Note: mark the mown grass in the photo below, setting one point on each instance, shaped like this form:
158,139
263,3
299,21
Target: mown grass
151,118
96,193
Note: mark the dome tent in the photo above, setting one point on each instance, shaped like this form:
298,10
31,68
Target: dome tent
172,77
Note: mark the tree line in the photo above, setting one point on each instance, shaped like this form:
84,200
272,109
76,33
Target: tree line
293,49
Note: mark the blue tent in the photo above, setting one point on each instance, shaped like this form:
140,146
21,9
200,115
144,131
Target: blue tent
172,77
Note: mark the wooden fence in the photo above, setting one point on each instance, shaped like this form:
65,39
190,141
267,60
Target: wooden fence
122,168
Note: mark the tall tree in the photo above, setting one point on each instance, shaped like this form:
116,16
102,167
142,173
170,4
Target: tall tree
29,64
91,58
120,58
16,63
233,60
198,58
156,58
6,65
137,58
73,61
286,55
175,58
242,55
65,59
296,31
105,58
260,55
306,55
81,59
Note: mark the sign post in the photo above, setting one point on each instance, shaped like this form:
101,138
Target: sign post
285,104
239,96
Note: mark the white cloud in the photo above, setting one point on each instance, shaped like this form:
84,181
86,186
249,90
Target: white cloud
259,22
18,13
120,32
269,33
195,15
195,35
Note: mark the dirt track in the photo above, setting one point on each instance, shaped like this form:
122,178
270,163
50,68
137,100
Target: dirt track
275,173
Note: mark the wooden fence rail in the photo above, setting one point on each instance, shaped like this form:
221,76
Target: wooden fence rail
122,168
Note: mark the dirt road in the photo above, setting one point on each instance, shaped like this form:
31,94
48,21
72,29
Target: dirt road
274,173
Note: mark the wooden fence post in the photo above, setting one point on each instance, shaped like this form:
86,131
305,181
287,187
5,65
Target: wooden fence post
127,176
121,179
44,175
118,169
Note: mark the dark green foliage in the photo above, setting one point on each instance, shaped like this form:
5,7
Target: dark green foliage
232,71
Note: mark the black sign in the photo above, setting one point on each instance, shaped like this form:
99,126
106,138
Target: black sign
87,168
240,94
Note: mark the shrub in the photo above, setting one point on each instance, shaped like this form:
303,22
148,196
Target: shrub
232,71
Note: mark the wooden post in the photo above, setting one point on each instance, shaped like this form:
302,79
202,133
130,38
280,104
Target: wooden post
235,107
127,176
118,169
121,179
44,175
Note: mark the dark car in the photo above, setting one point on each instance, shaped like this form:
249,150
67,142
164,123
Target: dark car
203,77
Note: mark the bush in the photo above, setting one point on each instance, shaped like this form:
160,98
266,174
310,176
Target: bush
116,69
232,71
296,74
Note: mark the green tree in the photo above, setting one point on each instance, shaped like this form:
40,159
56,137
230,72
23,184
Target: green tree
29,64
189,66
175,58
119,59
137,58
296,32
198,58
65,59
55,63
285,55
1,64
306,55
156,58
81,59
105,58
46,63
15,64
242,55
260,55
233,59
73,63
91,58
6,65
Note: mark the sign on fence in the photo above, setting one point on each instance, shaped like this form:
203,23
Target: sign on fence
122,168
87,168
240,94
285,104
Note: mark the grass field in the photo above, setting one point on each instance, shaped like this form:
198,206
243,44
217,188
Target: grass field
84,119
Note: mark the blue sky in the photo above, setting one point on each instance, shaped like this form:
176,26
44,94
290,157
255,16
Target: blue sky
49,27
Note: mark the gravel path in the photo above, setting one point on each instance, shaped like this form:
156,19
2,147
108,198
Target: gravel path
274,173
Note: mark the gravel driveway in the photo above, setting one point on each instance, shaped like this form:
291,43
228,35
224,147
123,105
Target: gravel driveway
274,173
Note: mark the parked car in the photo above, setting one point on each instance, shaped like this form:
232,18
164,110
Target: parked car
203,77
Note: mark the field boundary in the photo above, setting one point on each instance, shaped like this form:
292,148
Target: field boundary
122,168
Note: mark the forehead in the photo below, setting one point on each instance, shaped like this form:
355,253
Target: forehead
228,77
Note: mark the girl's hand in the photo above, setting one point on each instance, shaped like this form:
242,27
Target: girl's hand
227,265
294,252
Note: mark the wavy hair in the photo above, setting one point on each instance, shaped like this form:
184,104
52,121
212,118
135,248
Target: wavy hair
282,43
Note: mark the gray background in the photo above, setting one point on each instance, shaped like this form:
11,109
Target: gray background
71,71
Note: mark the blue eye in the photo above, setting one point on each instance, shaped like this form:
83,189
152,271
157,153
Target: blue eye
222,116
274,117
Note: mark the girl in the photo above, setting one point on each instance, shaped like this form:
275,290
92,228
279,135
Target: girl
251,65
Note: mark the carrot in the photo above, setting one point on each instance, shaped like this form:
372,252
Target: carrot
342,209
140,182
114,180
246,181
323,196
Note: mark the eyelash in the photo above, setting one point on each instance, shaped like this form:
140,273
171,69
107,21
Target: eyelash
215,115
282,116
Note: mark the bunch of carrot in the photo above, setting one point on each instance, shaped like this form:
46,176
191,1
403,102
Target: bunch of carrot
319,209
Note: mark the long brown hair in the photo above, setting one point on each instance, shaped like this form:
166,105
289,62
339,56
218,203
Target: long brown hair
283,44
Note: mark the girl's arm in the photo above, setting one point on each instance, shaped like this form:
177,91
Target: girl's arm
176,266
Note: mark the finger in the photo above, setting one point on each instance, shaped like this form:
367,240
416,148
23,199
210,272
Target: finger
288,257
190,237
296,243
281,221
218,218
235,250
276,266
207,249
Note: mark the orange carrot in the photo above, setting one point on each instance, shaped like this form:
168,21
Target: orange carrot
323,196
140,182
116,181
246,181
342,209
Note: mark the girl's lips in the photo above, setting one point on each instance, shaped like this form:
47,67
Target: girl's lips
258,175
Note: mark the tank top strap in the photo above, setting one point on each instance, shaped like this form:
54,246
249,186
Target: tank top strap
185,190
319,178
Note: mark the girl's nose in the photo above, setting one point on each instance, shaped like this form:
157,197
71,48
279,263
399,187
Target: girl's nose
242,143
• • • • •
■ **THE TASK**: In which lines of the material above does the string "below" occur? Copy them all.

■ **REPLY TO THE EXERCISE**:
Note: mark the mown grass in the photo below, setting one point on each instance, shaped like this form:
Note: mark the forehead in the photo below, setting one point on each instance, shaped like this form:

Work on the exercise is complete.